[Records to process — start]

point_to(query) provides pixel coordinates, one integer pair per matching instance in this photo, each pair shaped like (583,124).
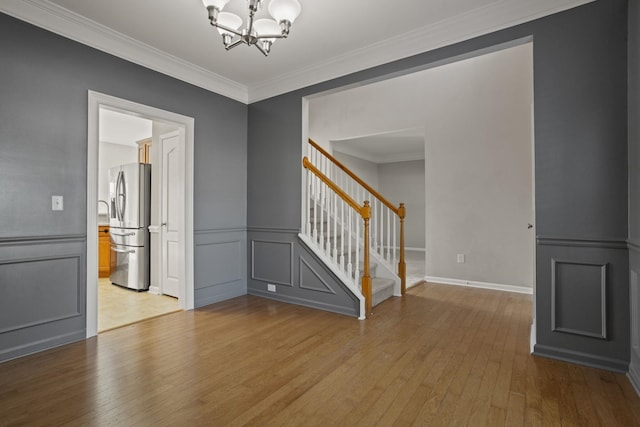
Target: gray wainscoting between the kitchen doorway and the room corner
(220,265)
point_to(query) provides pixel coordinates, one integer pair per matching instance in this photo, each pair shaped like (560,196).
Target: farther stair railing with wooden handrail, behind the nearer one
(386,218)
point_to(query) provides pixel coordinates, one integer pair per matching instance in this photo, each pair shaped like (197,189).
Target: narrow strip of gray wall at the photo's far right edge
(634,188)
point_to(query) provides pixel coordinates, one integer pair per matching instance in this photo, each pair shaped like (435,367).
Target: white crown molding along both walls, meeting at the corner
(493,17)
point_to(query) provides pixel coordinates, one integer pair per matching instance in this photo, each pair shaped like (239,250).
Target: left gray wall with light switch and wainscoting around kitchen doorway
(44,80)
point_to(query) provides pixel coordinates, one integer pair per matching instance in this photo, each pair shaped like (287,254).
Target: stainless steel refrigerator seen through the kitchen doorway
(130,199)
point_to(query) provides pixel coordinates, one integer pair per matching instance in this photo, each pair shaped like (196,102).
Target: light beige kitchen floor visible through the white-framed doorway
(118,306)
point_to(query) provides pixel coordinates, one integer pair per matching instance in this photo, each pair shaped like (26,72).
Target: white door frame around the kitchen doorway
(97,100)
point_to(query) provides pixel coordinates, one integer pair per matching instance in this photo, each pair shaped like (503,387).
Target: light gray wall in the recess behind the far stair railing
(403,182)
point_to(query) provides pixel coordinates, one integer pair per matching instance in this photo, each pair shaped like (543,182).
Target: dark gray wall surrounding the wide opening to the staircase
(580,161)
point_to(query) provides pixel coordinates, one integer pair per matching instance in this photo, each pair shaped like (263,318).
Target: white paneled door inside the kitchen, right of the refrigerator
(171,217)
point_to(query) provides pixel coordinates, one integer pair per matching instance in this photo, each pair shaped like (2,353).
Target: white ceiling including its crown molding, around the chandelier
(330,38)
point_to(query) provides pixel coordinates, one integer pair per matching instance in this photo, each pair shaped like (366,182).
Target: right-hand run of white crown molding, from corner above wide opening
(493,17)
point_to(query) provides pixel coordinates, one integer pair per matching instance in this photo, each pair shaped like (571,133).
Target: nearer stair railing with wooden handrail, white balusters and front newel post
(330,203)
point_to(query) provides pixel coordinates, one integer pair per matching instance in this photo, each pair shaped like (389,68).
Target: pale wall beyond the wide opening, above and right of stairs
(476,112)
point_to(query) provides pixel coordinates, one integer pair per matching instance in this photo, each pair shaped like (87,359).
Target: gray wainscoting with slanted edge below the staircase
(283,268)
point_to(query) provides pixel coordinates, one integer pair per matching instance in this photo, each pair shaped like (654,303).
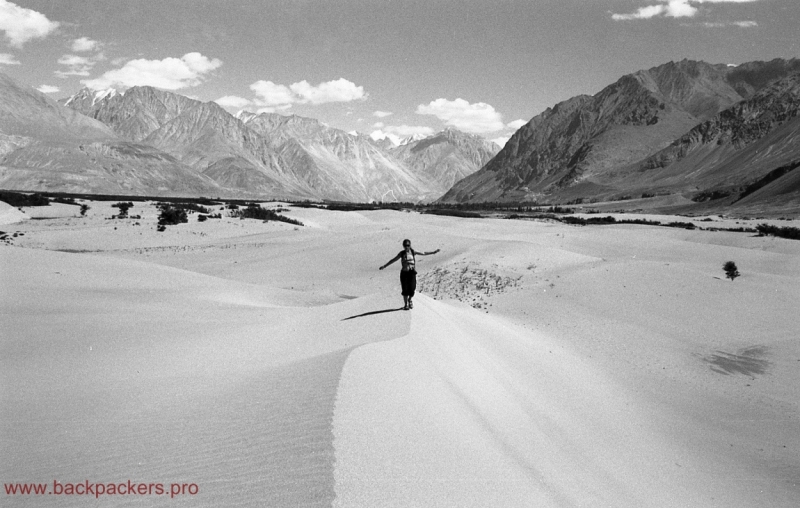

[Records to process — finish]

**Problem description**
Output the lines above between the one holding "Target: gray wainscoting between" and the one holding "shaped like (287,254).", inclusive, with nothing before or after them.

**Answer section**
Target: gray wainscoting between the kitchen doorway and the room corner
(220,265)
point_to(query) provides pixel coordinates, one integer pair per matching instance in this photo, each pair shaped like (560,196).
Target: farther stair railing with wooden handrail, behind the nearer one
(386,218)
point_to(query) provides pixel coordinates, one integer pair per matching instance in this photo, each pair shaped like (197,189).
Target: narrow strip of gray wall at the photo's far right edge
(634,188)
point_to(query) provides pixel coordinates, one integer pair per matching instance in this photo, each pair shaped like (435,367).
Target: white crown molding along both walls, meeting at the corner
(493,17)
point_to(query) provides pixel coordinates, one integer pair per matching instance in this photo, each pair shaped like (239,250).
Target: left gray wall with light switch and wainscoting around kitchen doorway
(44,80)
point_to(query) provides pixel coordinates, one integer pair per matching instance in this photo, each pair shaped like (287,254).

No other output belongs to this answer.